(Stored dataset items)
◇ ◇ ◇

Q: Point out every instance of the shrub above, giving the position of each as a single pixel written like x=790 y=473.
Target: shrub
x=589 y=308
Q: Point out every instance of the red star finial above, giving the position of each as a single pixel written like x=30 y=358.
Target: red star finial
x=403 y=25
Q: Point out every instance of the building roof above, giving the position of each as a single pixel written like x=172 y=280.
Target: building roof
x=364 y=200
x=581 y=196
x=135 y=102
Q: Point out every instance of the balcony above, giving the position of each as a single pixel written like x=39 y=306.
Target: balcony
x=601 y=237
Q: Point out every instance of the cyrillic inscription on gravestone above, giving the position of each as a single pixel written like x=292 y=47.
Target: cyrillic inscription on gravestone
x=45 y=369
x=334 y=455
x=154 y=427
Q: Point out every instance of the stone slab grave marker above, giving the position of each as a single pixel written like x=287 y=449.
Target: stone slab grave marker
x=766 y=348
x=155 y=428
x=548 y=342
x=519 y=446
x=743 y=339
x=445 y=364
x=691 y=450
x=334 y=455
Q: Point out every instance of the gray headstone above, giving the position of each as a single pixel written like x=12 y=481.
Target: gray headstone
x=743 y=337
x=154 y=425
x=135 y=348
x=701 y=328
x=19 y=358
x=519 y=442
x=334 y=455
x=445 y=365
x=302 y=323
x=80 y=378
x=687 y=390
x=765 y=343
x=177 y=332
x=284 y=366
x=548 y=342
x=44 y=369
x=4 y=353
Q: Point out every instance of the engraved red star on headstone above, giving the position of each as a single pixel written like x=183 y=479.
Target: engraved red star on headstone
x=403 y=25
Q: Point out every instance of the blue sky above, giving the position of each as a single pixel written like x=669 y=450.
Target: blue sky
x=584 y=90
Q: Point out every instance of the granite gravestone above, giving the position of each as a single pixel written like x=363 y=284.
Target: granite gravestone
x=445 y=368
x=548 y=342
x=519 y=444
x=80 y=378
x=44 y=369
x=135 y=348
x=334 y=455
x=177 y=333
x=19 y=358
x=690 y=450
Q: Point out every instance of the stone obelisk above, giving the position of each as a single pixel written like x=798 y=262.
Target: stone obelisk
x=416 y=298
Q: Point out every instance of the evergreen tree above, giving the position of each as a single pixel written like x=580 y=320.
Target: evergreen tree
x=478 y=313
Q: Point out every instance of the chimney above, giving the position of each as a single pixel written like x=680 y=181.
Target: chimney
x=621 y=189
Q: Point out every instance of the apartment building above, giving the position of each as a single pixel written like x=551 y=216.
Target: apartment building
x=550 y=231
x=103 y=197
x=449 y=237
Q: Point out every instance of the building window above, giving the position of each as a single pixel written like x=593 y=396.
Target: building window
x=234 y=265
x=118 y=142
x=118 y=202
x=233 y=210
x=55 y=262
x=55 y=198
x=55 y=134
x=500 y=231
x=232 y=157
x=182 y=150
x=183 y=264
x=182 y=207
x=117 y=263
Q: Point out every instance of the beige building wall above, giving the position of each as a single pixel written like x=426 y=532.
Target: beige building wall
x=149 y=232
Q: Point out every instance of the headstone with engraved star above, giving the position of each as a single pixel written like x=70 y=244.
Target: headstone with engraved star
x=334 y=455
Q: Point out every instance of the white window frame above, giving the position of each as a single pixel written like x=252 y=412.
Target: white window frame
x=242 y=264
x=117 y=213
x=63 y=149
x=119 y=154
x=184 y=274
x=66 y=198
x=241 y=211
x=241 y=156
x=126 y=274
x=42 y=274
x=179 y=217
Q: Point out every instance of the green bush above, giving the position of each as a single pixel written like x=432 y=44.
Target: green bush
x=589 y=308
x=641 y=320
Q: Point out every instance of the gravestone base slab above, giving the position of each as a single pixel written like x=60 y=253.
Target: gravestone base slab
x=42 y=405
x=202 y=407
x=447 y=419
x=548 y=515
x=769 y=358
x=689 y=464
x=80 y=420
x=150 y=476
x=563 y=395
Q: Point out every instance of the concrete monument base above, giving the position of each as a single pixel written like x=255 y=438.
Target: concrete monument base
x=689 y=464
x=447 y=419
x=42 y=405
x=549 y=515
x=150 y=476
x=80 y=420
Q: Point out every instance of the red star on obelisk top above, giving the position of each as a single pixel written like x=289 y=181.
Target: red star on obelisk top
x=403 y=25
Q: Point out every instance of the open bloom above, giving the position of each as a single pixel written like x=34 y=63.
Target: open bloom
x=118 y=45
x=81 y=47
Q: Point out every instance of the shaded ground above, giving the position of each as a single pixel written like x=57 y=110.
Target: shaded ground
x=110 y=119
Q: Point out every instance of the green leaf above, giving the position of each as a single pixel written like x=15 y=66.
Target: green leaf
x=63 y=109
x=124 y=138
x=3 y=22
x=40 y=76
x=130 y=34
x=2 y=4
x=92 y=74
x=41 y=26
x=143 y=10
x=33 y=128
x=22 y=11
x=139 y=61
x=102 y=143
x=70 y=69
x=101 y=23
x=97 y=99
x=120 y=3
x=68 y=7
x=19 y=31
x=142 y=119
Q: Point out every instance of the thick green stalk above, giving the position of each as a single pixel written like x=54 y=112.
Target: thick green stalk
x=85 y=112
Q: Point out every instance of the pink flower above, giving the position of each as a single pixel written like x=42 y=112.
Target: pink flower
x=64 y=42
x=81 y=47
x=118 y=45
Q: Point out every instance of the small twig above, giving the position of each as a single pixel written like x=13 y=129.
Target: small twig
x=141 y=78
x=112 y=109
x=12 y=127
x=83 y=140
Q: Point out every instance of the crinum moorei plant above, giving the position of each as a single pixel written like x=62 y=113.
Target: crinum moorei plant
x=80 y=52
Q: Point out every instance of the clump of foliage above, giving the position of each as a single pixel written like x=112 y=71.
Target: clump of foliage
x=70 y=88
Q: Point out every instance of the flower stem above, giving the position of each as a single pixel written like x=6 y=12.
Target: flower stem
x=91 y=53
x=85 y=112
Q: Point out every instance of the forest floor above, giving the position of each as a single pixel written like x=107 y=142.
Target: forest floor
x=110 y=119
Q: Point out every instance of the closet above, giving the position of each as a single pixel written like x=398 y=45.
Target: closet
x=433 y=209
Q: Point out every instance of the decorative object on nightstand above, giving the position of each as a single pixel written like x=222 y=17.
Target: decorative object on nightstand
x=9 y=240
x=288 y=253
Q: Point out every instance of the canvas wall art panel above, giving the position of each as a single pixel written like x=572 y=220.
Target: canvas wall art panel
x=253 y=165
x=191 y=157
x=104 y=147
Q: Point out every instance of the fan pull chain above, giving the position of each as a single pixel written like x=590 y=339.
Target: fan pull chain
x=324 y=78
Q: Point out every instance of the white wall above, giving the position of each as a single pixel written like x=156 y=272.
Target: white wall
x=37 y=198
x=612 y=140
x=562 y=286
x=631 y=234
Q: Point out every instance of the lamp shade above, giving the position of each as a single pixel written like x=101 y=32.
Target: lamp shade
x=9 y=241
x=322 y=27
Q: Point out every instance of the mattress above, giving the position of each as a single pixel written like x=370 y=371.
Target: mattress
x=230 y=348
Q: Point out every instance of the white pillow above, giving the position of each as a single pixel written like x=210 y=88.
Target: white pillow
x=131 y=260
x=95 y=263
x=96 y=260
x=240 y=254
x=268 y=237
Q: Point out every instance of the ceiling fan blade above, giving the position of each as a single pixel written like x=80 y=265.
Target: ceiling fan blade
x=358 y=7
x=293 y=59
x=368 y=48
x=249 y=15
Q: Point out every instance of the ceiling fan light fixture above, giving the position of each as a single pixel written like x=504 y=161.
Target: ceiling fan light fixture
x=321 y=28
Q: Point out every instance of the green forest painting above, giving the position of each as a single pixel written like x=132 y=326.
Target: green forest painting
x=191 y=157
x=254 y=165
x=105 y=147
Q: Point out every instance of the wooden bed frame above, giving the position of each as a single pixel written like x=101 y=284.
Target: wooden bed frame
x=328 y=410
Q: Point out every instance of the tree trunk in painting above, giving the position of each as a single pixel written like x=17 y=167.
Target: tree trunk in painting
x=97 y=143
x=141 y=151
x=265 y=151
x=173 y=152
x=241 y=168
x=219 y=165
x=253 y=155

◇ ◇ ◇

PROBLEM DESCRIPTION: Copy, exactly and only, the lines above that begin with the one containing "Q: Point out every instance of the small" and finish with the one containing "Q: Point out every instance of the white pillow".

EXERCISE SOLUTION:
Q: Point out every instance of the small twig above, giving the position of each as a single pixel written like x=13 y=129.
Target: small twig
x=141 y=78
x=112 y=109
x=12 y=127
x=83 y=140
Q: Point out every instance of the crinum moorei plant above, giving the position of each as a single pixel written like x=62 y=113.
Target: crinum moorei plant
x=80 y=52
Q: Point out every instance of the clump of foliage above, giving the position of each as a single pixel written like x=112 y=71.
Target: clump of foliage
x=70 y=88
Q: Point out every instance of the flower stem above, giving the position of each as a single pixel written like x=6 y=12.
Target: flower stem
x=91 y=53
x=85 y=112
Q: Point out every instance of the forest floor above, giving the position of each as a single pixel written like x=107 y=142.
Target: forest floor
x=110 y=119
Q: Point out every instance of the closet above, giving the position of each as a single pixel written like x=398 y=45.
Target: closet
x=433 y=209
Q: Point out every instance of the decorative object on nightstand above, giving the position of each as a single pixel written like x=222 y=17.
Target: decorative object on nightstand
x=9 y=240
x=288 y=253
Q: Point out every instance of the canvas wall art panel above, giving the position of each as a single pixel written like x=572 y=220.
Target: canvas wall art panel
x=253 y=165
x=191 y=157
x=104 y=147
Q: Point out every instance of the fan pull chain above, giving the position of each as a single pixel written like x=590 y=339.
Target: fan pull chain
x=324 y=78
Q: Point out every instance of the white wall above, giving the position of each as a single pixel written like x=156 y=272.
Target: white wall
x=37 y=198
x=612 y=140
x=562 y=286
x=631 y=234
Q: Point out every instance of the lamp shade above, giving the position of each as a single pixel written like x=101 y=32.
Target: lamp shade
x=9 y=241
x=322 y=27
Q: Point out every instance of the mattress above, giving the position of each as a single pixel written like x=370 y=371.
Target: mattress
x=230 y=348
Q: Point out every instance of the white pillow above, giving the position of each as a single pixel written like x=210 y=88.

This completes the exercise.